## Description of the task
Reproduce every line in the listing that contains the word "sleeve".

-- Data for this exercise follows --

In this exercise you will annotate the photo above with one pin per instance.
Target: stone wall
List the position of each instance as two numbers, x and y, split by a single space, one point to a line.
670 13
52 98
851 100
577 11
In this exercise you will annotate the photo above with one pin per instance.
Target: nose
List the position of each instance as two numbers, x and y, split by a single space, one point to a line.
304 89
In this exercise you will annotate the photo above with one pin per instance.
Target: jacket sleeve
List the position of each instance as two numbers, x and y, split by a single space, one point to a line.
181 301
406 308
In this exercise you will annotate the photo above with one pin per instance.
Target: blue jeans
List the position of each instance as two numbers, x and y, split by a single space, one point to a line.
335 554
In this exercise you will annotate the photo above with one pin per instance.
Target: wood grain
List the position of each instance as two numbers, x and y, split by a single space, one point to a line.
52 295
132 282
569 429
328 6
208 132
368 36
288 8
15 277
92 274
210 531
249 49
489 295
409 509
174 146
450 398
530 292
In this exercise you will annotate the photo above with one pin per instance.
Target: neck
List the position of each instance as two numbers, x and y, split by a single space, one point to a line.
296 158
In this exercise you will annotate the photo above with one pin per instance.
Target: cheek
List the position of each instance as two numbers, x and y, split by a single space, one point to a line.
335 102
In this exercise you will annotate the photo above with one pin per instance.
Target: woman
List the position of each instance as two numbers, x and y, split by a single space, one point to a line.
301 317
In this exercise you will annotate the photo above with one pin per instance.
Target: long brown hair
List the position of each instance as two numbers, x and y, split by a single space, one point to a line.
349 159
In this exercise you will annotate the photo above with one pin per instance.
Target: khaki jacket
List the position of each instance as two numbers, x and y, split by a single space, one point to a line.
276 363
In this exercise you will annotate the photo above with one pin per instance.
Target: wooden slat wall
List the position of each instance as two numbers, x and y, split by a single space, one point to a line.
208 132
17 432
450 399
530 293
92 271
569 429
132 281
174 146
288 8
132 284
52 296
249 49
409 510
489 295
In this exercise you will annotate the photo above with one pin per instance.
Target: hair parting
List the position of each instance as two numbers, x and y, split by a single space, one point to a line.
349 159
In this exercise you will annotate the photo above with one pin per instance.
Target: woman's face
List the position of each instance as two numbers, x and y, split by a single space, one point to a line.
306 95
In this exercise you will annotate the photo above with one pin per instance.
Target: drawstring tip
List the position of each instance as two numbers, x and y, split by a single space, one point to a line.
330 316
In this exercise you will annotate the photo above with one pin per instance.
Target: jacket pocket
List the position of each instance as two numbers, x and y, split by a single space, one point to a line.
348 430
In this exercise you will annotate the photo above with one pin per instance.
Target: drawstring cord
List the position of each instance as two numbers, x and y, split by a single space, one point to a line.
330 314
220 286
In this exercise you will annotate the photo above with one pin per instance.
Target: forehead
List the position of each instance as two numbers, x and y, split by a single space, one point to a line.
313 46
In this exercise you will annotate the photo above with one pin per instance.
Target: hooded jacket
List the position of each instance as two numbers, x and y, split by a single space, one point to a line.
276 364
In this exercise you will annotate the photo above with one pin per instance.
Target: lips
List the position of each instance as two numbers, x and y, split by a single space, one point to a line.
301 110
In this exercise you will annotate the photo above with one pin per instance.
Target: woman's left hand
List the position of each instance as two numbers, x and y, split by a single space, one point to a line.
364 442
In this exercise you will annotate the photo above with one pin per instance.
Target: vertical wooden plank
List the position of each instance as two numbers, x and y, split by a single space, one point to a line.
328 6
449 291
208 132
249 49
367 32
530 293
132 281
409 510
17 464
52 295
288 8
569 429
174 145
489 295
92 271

-- Data for this exercise concluded --
-- Data for this exercise follows --

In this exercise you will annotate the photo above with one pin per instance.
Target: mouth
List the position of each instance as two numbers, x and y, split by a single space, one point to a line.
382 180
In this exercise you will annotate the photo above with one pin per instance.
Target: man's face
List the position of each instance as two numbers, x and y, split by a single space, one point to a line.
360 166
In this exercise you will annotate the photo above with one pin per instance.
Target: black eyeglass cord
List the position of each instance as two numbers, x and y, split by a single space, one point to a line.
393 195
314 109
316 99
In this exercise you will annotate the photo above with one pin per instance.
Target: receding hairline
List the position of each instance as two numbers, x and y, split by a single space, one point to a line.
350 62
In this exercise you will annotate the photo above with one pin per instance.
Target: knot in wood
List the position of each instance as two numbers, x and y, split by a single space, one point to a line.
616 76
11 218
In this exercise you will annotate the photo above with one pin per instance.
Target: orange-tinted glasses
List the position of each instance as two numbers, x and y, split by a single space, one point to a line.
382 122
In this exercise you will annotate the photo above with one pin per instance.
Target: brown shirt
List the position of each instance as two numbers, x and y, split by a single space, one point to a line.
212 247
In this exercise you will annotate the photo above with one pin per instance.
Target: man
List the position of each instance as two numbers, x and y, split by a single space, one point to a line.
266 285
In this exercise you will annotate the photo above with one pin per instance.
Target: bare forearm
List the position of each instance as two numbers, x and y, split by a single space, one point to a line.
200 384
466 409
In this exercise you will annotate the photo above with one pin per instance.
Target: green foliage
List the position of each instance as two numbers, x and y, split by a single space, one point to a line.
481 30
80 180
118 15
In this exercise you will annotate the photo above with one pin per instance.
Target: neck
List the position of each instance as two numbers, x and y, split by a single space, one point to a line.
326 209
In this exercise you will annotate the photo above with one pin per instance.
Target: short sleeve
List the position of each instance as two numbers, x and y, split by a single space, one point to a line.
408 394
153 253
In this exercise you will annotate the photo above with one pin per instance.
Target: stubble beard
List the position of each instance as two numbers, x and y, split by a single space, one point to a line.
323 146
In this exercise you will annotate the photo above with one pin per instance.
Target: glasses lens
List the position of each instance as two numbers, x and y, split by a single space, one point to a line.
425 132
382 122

-- Data for this exercise concluded --

## Output
Target: jacket sleeve
Target: short sleeve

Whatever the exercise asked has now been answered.